Items from a data source
--- START ---

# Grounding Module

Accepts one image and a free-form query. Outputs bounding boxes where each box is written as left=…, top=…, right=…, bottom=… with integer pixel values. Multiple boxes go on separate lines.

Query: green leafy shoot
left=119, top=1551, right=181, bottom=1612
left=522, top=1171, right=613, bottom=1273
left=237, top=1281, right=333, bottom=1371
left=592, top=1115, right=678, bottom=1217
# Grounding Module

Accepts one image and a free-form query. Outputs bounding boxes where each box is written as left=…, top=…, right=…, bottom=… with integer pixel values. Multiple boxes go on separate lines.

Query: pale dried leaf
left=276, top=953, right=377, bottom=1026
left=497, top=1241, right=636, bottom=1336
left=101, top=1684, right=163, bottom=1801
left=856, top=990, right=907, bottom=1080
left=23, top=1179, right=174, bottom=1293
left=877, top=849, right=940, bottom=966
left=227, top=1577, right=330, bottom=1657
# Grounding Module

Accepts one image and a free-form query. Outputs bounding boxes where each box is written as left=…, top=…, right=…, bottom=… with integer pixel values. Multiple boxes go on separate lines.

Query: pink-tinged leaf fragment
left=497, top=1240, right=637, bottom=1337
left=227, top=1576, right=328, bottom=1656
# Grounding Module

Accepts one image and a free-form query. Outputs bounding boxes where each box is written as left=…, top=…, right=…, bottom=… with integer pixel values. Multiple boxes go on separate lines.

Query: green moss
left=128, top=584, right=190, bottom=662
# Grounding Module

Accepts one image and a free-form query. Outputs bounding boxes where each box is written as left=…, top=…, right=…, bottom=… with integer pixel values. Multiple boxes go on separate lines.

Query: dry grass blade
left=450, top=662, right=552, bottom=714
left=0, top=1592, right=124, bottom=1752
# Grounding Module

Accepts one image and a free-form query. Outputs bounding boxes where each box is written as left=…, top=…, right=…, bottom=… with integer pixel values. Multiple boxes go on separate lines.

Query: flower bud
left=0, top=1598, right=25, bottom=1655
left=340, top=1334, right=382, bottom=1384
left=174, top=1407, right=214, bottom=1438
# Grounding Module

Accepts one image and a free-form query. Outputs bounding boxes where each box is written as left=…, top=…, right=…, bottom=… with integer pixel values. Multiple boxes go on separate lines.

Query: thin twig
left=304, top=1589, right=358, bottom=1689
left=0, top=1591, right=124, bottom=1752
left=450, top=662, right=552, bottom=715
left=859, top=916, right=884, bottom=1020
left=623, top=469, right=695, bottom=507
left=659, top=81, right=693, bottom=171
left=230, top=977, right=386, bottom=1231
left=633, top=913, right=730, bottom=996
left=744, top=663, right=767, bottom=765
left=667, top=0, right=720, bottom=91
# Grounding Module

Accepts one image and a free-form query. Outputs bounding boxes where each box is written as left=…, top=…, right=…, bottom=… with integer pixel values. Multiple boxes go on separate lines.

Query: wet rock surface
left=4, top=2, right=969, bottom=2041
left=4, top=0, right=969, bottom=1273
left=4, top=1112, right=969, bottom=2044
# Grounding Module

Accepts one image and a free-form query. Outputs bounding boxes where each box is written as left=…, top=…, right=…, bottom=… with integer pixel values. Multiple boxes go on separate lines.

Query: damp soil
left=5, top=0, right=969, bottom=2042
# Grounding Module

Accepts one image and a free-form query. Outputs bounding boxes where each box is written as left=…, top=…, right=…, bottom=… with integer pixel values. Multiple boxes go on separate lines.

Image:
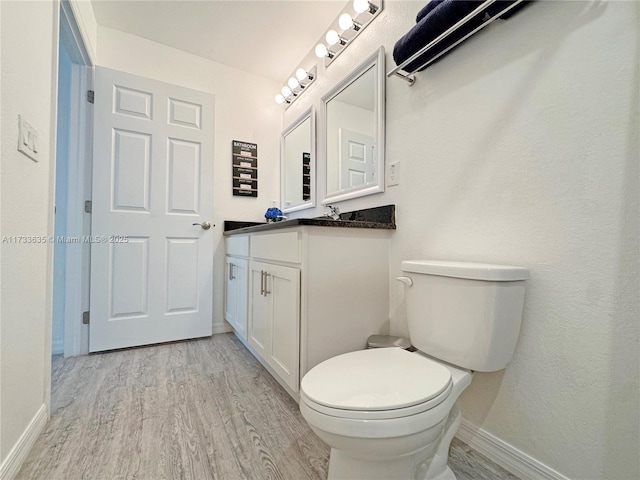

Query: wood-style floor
left=17, top=333, right=518, bottom=480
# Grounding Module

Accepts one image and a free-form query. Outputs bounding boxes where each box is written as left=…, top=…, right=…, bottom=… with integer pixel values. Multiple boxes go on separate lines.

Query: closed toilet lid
left=301, top=348, right=452, bottom=411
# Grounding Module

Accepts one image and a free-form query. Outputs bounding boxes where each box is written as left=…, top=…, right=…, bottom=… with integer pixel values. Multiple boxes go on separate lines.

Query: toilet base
left=326, top=447, right=456, bottom=480
left=429, top=466, right=456, bottom=480
left=325, top=405, right=463, bottom=480
left=327, top=445, right=437, bottom=480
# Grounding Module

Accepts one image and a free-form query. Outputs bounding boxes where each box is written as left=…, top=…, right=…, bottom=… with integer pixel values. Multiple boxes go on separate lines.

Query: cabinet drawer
left=251, top=231, right=300, bottom=263
left=226, top=235, right=249, bottom=256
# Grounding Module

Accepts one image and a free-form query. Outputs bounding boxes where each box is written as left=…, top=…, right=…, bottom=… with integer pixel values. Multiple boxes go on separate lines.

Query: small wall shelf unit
left=232, top=140, right=258, bottom=197
left=388, top=0, right=526, bottom=84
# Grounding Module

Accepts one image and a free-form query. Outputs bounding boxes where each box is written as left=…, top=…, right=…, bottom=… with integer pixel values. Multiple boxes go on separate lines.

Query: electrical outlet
left=270, top=199, right=278, bottom=207
left=388, top=161, right=400, bottom=186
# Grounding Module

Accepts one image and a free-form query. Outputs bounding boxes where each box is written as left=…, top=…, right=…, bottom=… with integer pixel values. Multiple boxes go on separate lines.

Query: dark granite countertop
left=223, top=220, right=265, bottom=231
left=224, top=205, right=396, bottom=235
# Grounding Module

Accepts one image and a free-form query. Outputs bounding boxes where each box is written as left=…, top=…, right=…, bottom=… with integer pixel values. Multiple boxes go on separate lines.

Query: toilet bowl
left=300, top=261, right=529, bottom=480
left=300, top=348, right=471, bottom=480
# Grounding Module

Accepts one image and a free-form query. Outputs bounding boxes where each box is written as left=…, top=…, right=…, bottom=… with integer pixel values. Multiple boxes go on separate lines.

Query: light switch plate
left=17, top=114, right=39, bottom=162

--- END ---

__WORK INSTRUCTION__. Each entry above is to be given again exactly, and any image in it is to be dropped.

__OUTPUT OF THE EXERCISE__.
# Grounding Module

Accepts one image and a free-form query. Outputs bounding boxes where each box is written as left=…, top=…, right=…, bottom=… with integer pixel values. Multiple boxes go on separate lines.

Query: green leafy shoot
left=119, top=1551, right=181, bottom=1612
left=522, top=1171, right=613, bottom=1273
left=237, top=1281, right=333, bottom=1371
left=592, top=1115, right=678, bottom=1217
# Grounding Module

Accepts one image and a free-form query. Outputs bounding boxes where each box is written as left=…, top=…, right=…, bottom=… with integer pixel values. Multiple boxes go on separate lines.

Query: pale dried leaf
left=276, top=953, right=377, bottom=1026
left=497, top=1241, right=636, bottom=1336
left=101, top=1684, right=163, bottom=1801
left=856, top=990, right=907, bottom=1080
left=23, top=1179, right=174, bottom=1293
left=877, top=849, right=940, bottom=966
left=227, top=1577, right=330, bottom=1657
# Grounding Module

Accepts one image and a free-form query. Outputs bounding boxes where each box is written as left=…, top=…, right=…, bottom=… with integer pixel values. Multiple boxes go on separate lines.

Query: pink-tinged leaf fragment
left=497, top=1240, right=637, bottom=1337
left=227, top=1576, right=328, bottom=1656
# Grounding Module

Accepts one image and a free-form query. Outputs bounding boxes where each box is written as left=…, top=…, right=…, bottom=… with integer pixel values. Multiple boxes go on separate lines.

Query: green moss
left=128, top=584, right=190, bottom=662
# Grounding Module

Accepts one image and a free-form query. Outputs bounding boxes where each box is written as left=…, top=…, right=…, bottom=… with integer pixel values. Multiple boxes go on separate lines.

Query: dry grass blade
left=450, top=662, right=552, bottom=714
left=0, top=1592, right=124, bottom=1752
# Grounding Module

Accepts one image and a free-form query. Outputs bounding boxes where each box is written as left=…, top=…, right=…, bottom=… with integer pixel values. Multiple boxes go on separate lines.

Query: flower bud
left=0, top=1598, right=25, bottom=1655
left=340, top=1334, right=382, bottom=1384
left=174, top=1407, right=214, bottom=1438
# Grounding Module

Accepts one image and a free-form query. Outputs bounding boxes where each box is written as left=…, top=…, right=…, bottom=… with integer pixel values. Multiple boxes go on separate lines.

Query: thin twig
left=304, top=1589, right=358, bottom=1689
left=0, top=1591, right=124, bottom=1752
left=450, top=662, right=552, bottom=715
left=859, top=916, right=884, bottom=1020
left=623, top=469, right=695, bottom=507
left=659, top=81, right=693, bottom=171
left=230, top=977, right=386, bottom=1231
left=633, top=913, right=730, bottom=996
left=744, top=663, right=767, bottom=765
left=667, top=0, right=720, bottom=91
# Grounding Module

Accepts one image and a free-form query. Outputs bounding boxes where each box is written as left=…, top=…, right=…, bottom=… with integer pixel values. Multiple boxes go on separate lines.

Query: wet rock surface
left=4, top=2, right=969, bottom=2041
left=4, top=0, right=969, bottom=1273
left=4, top=1112, right=969, bottom=2044
# Grounding Module

Accepts one image and a free-form query. Outputs bounding boxes where each box is written as left=…, top=…, right=…, bottom=… with integer pixel values. Multiple boxes go on separate lines.

Query: damp soil
left=5, top=0, right=969, bottom=2042
# Grounding Module

Accepts one image and a free-form query. Outputs bounding boxes where each box is written as left=…, top=…, right=…, bottom=… with integer pixel values. Multiple boxes go on separate lines.

Image:

Query: wood-style floor
left=17, top=333, right=518, bottom=480
# Grounding Module

Accepts one image and a free-form query. Outputs bounding boxes where each box is written as left=…, top=…, right=…, bottom=… with integer pixel values. Multiple boxes go on separate lines.

Query: closed toilet lid
left=301, top=348, right=452, bottom=411
# Grounding Module

Accepts one image and a free-form query. Outputs bounding boxes where each box is written as left=…, top=…, right=…, bottom=… with integer pixel values. Multiple boxes go on separate lines.

Query: toilet base
left=326, top=447, right=456, bottom=480
left=429, top=466, right=456, bottom=480
left=325, top=405, right=463, bottom=480
left=327, top=445, right=437, bottom=480
# Grounding Module

Accepts one image and a free-form query. Outputs bounding boxes where each box is written as left=…, top=…, right=…, bottom=… with integer pixel values. Multiple boxes go on separate lines.

Query: cabinet drawer
left=251, top=231, right=300, bottom=263
left=226, top=235, right=249, bottom=256
# Grounding Module

Accepts one image and a free-form query. Outputs bounding boxes where each box is written as left=…, top=…, right=…, bottom=… with integer pixel values. Multiple boxes go on separate lines.

Query: small wall shelf unit
left=232, top=140, right=258, bottom=197
left=388, top=0, right=526, bottom=84
# Grounding Module

Accepts one image and a free-form query. Outputs bounding boxes where each box is written as left=…, top=…, right=…, bottom=… with integer pixel values. Multiple boxes go on separate lines.

Query: electrical outlet
left=270, top=199, right=278, bottom=207
left=388, top=161, right=400, bottom=186
# Grounding Module

Accepts one image and a free-form query. Outputs bounding boxes where each box is written as left=…, top=…, right=…, bottom=… with integer pixel values. Multiple boxes go on separate lines.

Query: dark granite countertop
left=223, top=220, right=265, bottom=231
left=224, top=205, right=396, bottom=235
# Grounding Module

Accepts one image and a free-form query. Outputs bounding boxes where each box is written as left=…, top=…, right=…, bottom=… with integer pixel values. Multiple boxes go on separate lines.

Query: toilet bowl
left=300, top=261, right=529, bottom=480
left=300, top=348, right=471, bottom=480
# Grounding Module

Accepts one image and a free-form query. Outputs bounding boxes where each box is written as left=…, top=…, right=…, bottom=… with integer pixel values. Multiple boxes go on separate lines.

Query: light switch plate
left=17, top=114, right=39, bottom=162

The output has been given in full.